_Problem requirements_
Can you reproduce word for word the part of the buoyancy thread that begins at the words "The passage and" and stops after "can be calculated."?

_Passage to read_
Question 52

[matthew]

Dear Dr. Ferdinand,

You mentioned in the solns. that the volume displaced equals the area of the tank and the height. Can you please show this by equations? I can't seem to see the connetion.

Thinking... I understand that pressure is force over area and buoyant force is density times volume displaced times gravity, and pressure is also delta h times gravity times density, but where does area come in?

[matthew]

okay I got problem I asked, but still dont't know why we are using the 10^3 instead of 1kg/m^3? Otherwise everything else made sense.

Basically this problem wants you to be able to remember the buoyant force formula, the pressure (force over area) and pressure depth eqn and put them equal to each other. The rest is just plug and move on.

[admin]

8 - 20% of Physical Sciences real MCAT CBT questions involve calculations. Sometimes it will just be "plug and chug" but sometimes you have to visualize the problem in order for it to make sense.

The passage and some previous questions have already established the relationship with the height of the water and the pressure below. Well, let's consider what happens when some wood falls into the tank. We are told that it displaces a certain volume of water. In other words, the water level of the tank must rise a bit. Once we can figure out by what height h the water rises, then we can plug and chug to determine by how much the pressure increases at the bottom.

So we know the volume of water displaced but we need the height. Well, a cylindrical tank is circular when you look at it from the top (area of a circle) and it has depth (height h). The volume in the tank, therefore, is the area of a circle (pi r^2) times h.

Known values:

Volume change: 0.5 m^3
pi : 3.14
Radius r of the tank (see passage): 8 m

Thus height h can be calculated.

_Stored records_
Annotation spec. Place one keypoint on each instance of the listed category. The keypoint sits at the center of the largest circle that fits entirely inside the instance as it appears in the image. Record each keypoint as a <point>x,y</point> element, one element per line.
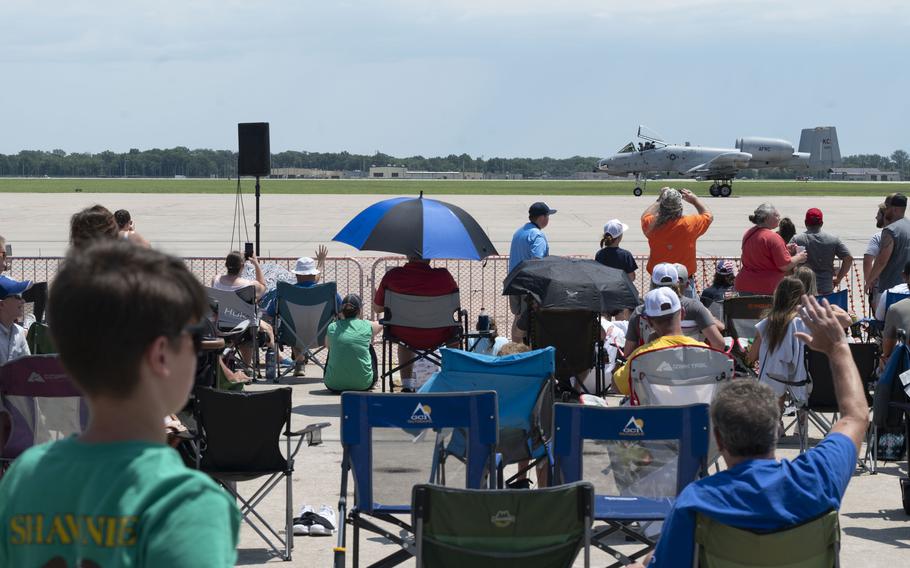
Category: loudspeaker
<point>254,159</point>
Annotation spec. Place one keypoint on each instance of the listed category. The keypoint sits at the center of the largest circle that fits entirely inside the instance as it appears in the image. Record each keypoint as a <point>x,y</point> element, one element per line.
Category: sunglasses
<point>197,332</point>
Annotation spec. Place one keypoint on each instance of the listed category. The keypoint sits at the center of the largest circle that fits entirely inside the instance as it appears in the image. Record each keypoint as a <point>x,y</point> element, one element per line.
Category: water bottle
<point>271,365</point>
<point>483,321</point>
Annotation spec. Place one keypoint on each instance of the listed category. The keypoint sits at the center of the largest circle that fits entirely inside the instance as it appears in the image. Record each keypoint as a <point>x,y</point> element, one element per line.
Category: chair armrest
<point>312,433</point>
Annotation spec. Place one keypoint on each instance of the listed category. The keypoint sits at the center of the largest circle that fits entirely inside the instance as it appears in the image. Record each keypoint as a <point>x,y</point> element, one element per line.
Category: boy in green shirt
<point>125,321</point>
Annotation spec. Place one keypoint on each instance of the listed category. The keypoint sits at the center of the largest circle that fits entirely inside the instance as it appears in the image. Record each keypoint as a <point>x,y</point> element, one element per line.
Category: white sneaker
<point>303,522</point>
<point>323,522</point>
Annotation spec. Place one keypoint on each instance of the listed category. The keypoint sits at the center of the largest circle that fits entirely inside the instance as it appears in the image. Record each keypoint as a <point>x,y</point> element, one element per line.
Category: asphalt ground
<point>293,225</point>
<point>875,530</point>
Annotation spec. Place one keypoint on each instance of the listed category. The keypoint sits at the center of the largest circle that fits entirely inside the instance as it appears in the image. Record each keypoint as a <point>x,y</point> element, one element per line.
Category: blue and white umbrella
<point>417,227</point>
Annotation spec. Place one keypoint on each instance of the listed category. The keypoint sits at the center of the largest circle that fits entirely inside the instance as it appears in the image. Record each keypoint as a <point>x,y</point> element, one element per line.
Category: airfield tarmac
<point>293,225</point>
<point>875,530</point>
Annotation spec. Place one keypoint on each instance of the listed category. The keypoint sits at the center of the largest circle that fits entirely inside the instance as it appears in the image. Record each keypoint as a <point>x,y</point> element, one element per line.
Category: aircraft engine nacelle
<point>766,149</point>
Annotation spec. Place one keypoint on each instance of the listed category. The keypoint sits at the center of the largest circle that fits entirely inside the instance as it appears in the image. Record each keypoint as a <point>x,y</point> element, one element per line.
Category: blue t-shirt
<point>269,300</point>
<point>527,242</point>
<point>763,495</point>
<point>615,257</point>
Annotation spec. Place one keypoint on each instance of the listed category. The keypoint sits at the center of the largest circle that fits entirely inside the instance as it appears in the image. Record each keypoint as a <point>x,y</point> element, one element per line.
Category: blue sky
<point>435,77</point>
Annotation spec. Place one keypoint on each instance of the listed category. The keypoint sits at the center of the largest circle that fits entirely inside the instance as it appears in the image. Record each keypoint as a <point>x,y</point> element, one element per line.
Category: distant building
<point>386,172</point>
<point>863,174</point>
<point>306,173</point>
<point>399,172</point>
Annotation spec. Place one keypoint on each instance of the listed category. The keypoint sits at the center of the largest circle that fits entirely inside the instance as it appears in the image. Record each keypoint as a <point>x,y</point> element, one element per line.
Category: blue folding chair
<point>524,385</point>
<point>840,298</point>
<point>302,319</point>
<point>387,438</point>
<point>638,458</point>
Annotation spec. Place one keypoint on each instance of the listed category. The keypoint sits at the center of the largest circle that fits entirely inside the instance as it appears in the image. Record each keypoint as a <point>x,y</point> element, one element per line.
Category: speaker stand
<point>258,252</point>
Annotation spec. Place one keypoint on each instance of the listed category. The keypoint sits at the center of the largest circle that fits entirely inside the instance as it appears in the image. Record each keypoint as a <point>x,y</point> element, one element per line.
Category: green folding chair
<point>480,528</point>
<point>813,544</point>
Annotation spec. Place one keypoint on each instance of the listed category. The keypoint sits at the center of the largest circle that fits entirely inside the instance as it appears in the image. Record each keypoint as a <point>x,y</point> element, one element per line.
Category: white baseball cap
...
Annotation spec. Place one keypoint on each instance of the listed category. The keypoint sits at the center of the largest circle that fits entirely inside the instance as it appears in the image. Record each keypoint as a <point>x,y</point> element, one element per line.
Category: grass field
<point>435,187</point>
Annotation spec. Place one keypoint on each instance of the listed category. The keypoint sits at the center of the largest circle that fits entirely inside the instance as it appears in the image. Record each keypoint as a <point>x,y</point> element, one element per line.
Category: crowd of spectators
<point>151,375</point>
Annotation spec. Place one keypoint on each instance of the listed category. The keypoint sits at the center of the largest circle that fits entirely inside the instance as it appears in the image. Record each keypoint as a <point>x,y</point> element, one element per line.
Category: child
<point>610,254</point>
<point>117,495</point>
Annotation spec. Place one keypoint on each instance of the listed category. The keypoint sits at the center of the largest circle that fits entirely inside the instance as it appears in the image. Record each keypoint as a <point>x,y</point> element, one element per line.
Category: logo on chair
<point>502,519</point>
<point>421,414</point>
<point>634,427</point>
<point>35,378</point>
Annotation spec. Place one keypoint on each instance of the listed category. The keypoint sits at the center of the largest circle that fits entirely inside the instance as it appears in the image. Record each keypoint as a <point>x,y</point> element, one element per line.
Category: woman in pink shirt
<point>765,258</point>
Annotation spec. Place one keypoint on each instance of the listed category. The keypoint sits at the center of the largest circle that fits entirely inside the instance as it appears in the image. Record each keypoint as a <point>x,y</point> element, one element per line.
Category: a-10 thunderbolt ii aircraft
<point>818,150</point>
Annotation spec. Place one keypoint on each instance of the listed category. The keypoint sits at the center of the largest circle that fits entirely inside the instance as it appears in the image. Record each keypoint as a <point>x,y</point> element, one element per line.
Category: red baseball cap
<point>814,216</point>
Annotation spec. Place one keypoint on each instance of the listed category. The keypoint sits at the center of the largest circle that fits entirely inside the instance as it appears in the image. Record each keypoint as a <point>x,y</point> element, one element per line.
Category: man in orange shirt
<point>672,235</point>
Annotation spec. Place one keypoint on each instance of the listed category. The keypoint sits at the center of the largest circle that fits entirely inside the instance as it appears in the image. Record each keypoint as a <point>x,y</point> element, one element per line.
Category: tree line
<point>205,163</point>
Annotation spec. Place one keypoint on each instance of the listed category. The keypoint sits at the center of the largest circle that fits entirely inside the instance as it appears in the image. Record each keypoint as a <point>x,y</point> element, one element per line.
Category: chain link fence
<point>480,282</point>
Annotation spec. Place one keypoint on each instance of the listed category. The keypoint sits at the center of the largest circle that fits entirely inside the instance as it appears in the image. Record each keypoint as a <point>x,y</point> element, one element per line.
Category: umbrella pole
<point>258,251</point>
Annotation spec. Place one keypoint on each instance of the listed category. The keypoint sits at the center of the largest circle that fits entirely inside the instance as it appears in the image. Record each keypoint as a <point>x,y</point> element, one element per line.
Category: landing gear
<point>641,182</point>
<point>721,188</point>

_Solution_
The passage and some previous questions have already established the relationship with the height of the water and the pressure below. Well, let's consider what happens when some wood falls into the tank. We are told that it displaces a certain volume of water. In other words, the water level of the tank must rise a bit. Once we can figure out by what height h the water rises, then we can plug and chug to determine by how much the pressure increases at the bottom.

So we know the volume of water displaced but we need the height. Well, a cylindrical tank is circular when you look at it from the top (area of a circle) and it has depth (height h). The volume in the tank, therefore, is the area of a circle (pi r^2) times h.

Known values:

Volume change: 0.5 m^3
pi : 3.14
Radius r of the tank (see passage): 8 m

Thus height h can be calculated.